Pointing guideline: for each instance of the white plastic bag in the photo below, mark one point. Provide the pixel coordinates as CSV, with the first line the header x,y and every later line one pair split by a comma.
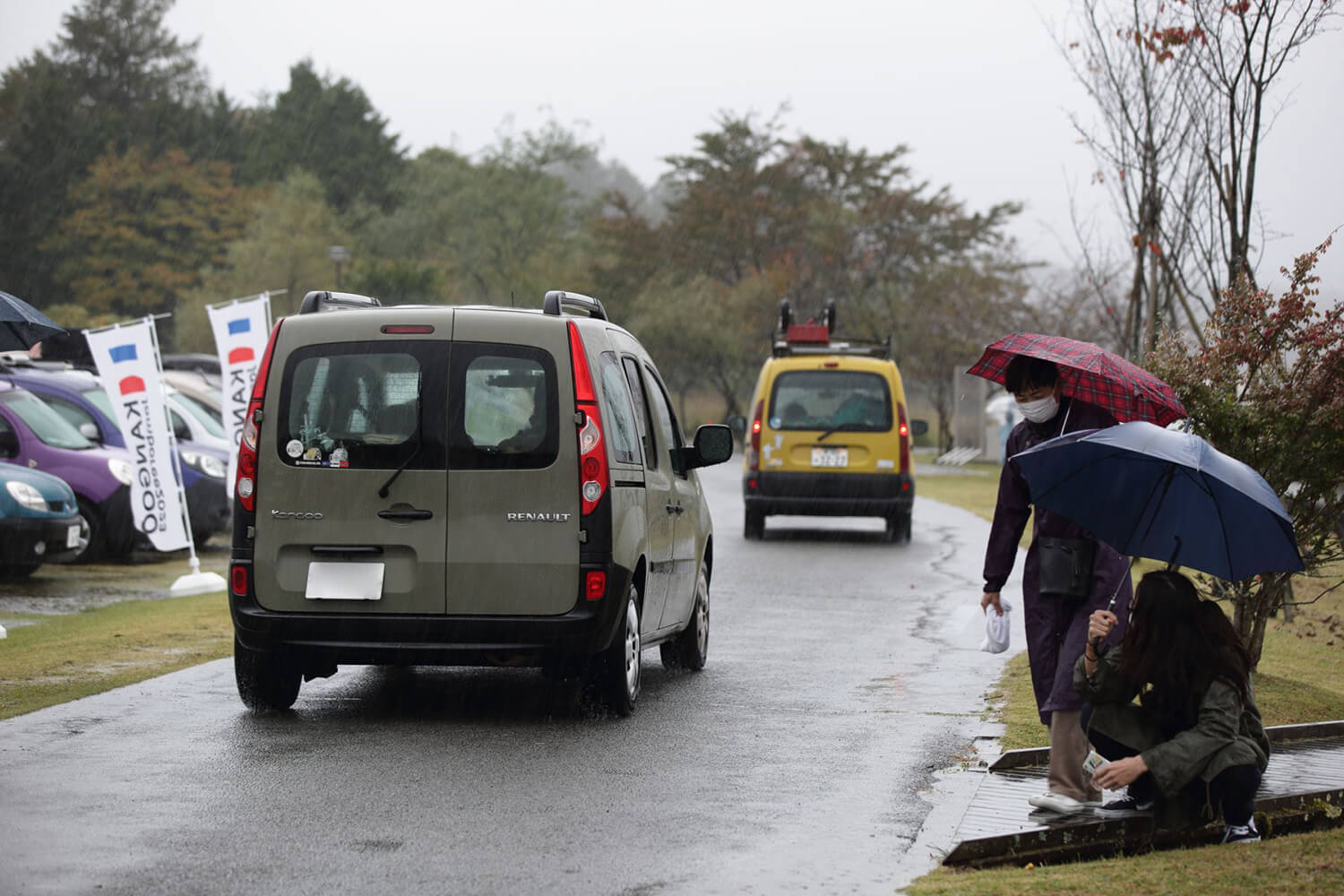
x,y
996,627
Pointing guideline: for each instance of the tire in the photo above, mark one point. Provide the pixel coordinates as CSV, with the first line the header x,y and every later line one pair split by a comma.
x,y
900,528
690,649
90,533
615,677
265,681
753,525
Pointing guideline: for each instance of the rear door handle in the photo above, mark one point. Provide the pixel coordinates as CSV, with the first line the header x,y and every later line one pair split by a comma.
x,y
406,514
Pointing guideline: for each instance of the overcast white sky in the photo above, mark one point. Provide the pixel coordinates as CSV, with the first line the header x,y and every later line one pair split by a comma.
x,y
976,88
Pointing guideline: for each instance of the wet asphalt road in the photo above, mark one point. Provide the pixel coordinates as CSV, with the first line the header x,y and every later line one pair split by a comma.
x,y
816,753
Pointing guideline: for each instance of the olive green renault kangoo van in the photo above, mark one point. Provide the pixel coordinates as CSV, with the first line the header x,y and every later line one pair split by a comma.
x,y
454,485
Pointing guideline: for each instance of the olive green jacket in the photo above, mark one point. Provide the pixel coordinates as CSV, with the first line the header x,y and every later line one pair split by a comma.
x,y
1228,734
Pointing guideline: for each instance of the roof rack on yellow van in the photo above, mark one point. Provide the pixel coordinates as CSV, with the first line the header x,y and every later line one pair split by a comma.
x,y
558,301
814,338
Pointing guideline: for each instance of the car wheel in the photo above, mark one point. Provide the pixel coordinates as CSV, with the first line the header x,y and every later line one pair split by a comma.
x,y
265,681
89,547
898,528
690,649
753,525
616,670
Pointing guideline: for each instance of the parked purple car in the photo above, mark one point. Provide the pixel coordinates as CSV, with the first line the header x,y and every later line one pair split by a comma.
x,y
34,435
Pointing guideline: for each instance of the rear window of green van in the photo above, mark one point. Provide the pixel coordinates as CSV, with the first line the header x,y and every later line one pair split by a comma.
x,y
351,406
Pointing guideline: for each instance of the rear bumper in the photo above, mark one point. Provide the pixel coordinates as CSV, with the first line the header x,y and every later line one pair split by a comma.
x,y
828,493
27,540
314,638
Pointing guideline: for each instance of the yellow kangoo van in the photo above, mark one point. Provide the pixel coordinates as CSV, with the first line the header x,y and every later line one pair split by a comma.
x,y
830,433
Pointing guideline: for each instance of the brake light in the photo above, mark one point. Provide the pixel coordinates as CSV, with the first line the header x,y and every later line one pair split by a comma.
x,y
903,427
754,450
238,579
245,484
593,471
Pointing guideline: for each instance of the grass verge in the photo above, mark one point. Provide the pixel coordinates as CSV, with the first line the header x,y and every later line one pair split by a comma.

__________

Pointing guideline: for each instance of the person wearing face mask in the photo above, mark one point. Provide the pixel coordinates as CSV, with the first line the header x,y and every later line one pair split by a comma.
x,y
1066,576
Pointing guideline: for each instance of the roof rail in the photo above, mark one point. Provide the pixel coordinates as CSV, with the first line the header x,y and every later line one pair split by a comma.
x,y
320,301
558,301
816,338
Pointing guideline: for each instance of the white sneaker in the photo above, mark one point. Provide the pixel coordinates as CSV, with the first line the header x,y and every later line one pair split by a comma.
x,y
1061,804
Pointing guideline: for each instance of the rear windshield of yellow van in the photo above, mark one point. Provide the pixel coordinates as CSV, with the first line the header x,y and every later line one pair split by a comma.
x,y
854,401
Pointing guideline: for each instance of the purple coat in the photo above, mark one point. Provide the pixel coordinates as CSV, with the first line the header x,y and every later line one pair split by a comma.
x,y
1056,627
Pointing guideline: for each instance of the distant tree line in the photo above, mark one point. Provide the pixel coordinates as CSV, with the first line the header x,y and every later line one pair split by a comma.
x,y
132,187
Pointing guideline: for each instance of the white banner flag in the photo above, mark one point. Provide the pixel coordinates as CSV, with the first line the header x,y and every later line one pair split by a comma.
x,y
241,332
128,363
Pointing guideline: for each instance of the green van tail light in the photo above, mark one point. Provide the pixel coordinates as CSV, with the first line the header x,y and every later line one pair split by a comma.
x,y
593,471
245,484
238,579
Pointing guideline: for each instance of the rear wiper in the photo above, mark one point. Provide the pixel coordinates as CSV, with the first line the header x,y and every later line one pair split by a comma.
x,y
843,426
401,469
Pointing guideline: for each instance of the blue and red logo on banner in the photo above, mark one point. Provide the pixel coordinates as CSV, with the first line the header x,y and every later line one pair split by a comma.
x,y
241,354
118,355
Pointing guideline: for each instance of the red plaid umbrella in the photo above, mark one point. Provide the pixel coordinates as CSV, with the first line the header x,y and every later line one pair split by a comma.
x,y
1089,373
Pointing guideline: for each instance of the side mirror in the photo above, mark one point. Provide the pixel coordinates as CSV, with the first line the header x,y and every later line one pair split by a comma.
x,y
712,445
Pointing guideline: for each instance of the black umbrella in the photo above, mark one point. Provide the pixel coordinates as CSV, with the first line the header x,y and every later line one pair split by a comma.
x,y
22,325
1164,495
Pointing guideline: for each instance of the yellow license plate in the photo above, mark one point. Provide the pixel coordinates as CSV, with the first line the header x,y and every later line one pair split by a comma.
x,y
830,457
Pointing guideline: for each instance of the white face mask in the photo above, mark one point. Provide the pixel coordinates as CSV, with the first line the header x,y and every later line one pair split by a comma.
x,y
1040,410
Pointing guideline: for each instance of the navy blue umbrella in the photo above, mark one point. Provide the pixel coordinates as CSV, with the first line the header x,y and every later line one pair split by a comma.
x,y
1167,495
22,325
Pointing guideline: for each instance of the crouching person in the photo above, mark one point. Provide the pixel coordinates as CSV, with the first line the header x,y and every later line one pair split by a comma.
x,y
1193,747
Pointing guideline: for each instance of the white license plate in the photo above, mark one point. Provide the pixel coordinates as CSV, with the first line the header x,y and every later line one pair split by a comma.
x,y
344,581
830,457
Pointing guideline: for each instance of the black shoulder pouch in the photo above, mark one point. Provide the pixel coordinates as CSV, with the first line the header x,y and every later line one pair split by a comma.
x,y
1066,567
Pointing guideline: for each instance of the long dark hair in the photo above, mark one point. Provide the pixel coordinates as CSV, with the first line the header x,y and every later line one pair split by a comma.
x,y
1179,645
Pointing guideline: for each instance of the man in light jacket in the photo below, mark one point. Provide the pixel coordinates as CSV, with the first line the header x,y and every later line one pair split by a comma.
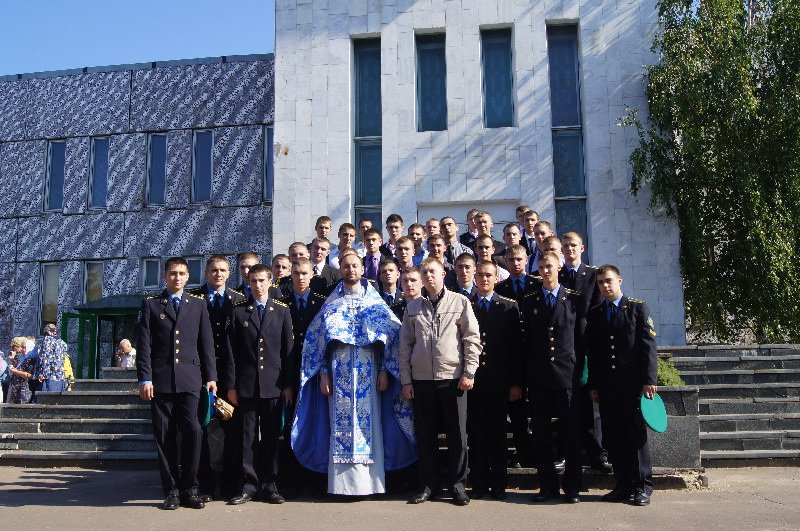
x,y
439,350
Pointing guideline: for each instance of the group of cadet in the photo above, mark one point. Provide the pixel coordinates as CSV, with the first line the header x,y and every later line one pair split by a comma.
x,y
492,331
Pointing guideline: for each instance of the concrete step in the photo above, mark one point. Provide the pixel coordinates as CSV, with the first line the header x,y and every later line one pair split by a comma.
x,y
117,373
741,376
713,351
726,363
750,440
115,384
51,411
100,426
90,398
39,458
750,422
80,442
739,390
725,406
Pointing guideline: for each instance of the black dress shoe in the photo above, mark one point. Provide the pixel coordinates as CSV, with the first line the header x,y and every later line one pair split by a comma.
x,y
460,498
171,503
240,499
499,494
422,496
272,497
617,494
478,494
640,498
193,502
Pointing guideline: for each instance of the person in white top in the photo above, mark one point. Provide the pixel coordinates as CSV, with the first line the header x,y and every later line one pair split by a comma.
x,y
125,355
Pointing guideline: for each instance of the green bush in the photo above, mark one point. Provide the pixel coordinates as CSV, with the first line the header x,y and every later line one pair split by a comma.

__________

From the records above, extract exactly and only the lines that begin at the line with "Pointing guideline: for each instance of the brake" and stop after the line with "Pointing guideline: for each instance of the grass".

Pointing guideline: for each instance of the brake light in the photo above, mark one point. Provide the pixel coordinates as CSV, with the first line the header x,y and every later line one pair split by a comma.
x,y
903,427
754,450
238,579
245,484
593,471
Pointing guideline: for each instance of the grass verge in the photo above, mark one point. Provide the pixel coordinates as CSV, with the first line the header x,y and every later line one pair split by a comma.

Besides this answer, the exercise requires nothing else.